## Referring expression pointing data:
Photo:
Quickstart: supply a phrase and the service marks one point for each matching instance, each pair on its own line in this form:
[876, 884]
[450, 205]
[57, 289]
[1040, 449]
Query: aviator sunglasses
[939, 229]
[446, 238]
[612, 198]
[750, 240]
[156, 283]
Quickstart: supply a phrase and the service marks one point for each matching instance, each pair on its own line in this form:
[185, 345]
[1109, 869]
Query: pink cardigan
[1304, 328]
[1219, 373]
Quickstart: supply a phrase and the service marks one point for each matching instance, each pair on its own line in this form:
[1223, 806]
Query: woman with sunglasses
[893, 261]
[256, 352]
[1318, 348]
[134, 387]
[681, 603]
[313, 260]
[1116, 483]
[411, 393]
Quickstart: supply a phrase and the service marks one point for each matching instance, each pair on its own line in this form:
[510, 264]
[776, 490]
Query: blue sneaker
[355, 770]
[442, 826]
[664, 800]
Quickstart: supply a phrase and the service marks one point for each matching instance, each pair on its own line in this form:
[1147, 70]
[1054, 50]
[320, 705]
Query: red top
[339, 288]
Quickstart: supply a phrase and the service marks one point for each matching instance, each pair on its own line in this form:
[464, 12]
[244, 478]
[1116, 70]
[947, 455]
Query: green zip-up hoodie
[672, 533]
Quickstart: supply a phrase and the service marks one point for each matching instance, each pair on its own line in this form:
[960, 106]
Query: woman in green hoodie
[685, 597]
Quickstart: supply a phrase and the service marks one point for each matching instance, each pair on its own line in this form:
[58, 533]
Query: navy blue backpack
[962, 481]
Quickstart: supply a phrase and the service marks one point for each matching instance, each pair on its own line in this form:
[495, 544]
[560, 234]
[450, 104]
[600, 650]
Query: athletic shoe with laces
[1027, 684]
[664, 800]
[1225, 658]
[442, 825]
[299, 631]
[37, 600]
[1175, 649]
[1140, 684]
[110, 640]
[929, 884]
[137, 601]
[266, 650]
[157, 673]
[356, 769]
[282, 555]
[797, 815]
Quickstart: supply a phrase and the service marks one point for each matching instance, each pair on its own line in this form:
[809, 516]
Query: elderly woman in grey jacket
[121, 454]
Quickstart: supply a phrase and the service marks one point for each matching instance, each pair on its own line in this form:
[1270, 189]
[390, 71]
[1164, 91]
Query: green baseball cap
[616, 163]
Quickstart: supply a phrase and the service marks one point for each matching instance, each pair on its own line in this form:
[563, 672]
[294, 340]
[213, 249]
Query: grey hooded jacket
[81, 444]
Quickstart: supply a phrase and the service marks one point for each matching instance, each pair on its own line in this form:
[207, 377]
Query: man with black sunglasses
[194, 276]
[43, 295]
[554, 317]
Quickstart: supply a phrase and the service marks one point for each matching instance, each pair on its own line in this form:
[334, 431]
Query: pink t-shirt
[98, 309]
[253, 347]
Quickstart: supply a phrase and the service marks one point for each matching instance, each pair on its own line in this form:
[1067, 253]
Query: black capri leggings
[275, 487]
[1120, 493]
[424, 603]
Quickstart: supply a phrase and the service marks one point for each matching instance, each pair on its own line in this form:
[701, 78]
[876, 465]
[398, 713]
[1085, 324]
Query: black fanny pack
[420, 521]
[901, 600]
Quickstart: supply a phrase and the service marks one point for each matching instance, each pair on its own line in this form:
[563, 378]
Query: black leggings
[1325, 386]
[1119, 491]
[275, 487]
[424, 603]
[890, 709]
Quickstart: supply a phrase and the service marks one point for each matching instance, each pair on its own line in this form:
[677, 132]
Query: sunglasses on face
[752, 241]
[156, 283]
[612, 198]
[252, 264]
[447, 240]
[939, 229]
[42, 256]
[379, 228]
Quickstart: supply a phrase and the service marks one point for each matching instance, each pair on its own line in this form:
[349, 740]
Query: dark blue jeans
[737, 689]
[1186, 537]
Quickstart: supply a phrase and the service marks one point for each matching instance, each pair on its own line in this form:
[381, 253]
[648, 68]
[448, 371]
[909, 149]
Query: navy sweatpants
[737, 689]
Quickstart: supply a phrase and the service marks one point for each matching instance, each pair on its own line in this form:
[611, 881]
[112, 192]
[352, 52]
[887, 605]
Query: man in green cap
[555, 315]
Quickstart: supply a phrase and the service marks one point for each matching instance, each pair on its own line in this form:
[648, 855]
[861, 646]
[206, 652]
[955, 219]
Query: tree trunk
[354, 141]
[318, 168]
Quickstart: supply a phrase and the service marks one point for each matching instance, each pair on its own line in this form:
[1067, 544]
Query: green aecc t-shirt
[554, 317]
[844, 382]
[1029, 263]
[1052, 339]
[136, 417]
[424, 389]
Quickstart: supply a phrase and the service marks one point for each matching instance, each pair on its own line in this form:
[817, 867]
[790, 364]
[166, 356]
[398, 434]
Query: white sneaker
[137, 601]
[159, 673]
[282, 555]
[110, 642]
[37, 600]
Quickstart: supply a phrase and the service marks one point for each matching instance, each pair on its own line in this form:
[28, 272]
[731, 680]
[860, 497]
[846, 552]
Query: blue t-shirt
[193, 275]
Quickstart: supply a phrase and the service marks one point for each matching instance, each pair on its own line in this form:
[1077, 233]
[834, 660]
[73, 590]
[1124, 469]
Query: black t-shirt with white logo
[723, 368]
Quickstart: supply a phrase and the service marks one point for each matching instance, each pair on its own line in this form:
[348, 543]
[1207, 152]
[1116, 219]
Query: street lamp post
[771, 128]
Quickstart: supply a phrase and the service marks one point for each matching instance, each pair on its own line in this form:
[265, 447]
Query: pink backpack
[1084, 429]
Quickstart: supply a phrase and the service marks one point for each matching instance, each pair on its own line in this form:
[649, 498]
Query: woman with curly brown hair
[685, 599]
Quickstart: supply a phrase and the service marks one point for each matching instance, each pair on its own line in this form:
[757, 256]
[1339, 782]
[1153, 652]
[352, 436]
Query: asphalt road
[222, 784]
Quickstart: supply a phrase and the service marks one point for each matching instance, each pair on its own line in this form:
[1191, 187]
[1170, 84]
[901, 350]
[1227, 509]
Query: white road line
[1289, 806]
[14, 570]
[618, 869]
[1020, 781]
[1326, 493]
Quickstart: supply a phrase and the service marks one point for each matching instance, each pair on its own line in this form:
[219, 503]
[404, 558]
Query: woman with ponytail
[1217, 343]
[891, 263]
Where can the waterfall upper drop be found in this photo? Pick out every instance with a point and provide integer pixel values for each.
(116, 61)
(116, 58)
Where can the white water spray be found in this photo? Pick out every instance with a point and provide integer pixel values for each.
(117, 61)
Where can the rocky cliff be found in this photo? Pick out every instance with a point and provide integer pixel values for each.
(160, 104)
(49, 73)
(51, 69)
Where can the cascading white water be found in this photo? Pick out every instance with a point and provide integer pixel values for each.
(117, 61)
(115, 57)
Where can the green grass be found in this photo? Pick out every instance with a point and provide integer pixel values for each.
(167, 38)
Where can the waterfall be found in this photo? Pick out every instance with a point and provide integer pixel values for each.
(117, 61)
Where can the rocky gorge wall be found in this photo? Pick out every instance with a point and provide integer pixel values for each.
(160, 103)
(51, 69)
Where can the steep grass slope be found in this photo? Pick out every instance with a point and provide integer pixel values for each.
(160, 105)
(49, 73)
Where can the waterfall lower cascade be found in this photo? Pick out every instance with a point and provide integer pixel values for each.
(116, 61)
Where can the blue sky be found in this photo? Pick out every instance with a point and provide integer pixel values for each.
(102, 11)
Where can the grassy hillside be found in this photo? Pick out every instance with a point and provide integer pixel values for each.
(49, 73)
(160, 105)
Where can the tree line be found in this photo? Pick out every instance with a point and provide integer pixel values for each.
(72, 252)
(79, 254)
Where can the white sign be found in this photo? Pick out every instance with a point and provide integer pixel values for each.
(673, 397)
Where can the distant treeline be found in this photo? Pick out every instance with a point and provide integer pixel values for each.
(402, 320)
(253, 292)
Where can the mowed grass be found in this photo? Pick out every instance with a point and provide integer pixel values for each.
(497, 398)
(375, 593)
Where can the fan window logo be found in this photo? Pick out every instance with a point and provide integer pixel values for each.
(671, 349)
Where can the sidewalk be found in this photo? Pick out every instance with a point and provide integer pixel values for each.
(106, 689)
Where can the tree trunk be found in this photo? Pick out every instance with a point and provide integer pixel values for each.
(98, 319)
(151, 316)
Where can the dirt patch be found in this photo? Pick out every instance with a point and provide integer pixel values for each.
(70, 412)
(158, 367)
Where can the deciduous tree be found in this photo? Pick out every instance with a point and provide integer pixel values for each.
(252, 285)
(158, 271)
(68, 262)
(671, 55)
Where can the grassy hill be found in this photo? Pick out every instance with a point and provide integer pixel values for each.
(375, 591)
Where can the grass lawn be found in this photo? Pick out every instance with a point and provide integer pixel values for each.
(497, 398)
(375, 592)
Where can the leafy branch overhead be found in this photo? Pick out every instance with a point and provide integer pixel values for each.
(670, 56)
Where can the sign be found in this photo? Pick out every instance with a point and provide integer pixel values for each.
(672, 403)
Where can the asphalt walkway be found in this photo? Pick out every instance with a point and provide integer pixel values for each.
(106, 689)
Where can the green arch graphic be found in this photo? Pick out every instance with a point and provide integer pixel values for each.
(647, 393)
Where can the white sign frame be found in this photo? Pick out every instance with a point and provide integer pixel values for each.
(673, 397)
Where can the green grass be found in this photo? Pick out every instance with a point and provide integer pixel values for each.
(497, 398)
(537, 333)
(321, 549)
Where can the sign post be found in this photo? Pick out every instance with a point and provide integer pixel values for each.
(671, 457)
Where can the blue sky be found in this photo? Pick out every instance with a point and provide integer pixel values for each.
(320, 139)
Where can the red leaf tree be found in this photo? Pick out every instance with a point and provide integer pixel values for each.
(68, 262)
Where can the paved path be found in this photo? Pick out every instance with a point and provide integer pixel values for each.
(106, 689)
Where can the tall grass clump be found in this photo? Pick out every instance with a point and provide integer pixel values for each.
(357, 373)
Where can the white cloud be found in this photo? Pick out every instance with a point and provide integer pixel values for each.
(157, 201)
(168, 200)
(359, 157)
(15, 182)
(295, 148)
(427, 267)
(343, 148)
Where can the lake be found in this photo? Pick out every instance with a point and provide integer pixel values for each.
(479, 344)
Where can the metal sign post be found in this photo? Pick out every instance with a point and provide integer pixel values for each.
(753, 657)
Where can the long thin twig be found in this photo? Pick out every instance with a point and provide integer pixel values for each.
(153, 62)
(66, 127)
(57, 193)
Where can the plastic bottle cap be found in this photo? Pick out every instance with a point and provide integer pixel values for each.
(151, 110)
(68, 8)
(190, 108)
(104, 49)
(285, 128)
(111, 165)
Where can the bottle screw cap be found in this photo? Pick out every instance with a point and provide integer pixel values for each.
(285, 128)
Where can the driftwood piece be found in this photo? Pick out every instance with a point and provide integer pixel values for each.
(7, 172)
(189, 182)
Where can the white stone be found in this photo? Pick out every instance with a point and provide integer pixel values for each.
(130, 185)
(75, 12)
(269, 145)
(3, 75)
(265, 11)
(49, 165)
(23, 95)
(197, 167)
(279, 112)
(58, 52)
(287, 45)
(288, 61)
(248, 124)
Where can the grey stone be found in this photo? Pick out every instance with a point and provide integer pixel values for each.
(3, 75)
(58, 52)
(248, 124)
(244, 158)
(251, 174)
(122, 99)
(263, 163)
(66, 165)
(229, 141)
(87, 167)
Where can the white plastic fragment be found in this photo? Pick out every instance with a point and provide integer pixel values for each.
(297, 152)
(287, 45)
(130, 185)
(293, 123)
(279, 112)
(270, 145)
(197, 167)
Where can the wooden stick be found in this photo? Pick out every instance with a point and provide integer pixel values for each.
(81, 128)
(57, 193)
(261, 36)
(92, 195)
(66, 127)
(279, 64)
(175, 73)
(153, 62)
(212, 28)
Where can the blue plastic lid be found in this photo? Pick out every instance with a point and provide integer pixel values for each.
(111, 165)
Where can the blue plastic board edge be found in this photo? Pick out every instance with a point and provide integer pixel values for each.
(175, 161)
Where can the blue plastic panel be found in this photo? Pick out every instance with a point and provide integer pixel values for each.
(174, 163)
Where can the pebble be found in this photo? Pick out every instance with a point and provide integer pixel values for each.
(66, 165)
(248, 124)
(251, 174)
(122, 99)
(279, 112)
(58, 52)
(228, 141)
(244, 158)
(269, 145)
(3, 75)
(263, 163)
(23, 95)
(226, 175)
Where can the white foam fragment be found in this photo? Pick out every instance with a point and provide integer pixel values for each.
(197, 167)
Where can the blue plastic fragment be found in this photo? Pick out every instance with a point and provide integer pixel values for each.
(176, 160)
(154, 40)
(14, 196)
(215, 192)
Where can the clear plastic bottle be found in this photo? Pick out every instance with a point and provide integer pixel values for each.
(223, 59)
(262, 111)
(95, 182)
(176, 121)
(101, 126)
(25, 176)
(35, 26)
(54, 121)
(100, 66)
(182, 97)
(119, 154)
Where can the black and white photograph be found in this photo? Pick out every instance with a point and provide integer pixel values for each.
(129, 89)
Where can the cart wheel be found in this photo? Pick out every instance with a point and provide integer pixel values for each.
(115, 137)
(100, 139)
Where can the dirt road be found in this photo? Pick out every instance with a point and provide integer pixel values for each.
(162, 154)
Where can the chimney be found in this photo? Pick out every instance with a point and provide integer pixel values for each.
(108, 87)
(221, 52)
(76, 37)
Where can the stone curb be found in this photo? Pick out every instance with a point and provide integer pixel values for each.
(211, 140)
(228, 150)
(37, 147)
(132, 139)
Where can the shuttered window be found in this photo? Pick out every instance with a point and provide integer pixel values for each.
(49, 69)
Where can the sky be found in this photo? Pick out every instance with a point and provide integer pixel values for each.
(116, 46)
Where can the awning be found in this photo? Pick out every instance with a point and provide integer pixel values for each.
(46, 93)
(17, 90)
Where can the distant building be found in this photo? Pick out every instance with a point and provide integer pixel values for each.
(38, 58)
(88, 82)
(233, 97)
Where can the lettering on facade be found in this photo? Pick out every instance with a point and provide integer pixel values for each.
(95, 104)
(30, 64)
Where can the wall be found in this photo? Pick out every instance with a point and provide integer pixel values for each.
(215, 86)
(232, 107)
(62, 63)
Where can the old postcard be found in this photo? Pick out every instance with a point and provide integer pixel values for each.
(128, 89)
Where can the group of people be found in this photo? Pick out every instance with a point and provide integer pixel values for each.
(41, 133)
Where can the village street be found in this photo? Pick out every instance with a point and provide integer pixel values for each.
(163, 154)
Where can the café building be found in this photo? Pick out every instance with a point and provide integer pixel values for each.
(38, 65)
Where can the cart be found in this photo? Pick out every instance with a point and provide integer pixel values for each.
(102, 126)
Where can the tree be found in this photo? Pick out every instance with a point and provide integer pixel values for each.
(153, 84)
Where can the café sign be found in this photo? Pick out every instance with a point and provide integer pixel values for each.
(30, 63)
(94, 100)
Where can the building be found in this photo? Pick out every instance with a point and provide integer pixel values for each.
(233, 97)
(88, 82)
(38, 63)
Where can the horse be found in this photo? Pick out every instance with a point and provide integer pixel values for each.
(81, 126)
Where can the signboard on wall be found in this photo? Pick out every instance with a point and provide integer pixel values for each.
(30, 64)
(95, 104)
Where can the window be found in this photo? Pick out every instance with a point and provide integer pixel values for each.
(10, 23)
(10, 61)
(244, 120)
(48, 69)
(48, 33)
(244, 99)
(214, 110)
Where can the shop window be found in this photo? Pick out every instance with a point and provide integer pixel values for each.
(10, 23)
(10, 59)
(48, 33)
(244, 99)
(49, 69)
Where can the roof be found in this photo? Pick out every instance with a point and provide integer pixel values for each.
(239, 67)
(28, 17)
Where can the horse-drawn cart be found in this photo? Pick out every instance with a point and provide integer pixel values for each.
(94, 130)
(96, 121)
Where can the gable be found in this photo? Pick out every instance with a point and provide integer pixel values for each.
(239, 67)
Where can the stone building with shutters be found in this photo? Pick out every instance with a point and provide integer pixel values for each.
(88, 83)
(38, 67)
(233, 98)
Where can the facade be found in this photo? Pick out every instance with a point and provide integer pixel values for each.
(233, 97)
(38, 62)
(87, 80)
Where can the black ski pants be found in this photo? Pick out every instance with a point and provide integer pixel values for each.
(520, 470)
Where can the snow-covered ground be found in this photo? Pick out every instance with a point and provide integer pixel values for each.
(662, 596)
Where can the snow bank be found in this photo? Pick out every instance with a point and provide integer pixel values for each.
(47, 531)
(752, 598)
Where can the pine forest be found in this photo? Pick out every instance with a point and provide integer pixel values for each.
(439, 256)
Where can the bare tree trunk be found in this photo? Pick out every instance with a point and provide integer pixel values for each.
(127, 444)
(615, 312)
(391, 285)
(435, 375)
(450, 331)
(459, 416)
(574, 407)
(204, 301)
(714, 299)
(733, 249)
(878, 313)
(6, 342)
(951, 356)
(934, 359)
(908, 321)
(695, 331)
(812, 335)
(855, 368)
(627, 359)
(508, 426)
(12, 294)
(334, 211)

## What is expected:
Repeat the entries above exactly, beginning at their first line and ending with the line that contains "[1223, 806]", with nothing added.

## Written response:
Photo:
Quickstart: supply a phrase and the service marks one point for each matching instance, each pair on its own line in this form:
[876, 884]
[450, 205]
[57, 289]
[1040, 449]
Query: aviator sunglasses
[939, 229]
[446, 238]
[612, 198]
[750, 240]
[156, 283]
Quickstart: supply a phrase and the service marks one point for each matching instance, each pair on its own line in this form:
[185, 345]
[1109, 869]
Query: pink cardigan
[1304, 328]
[1219, 373]
Quickstart: supply a phrase and the service marks one point for each matching instance, each pair on its own line in this form:
[1223, 806]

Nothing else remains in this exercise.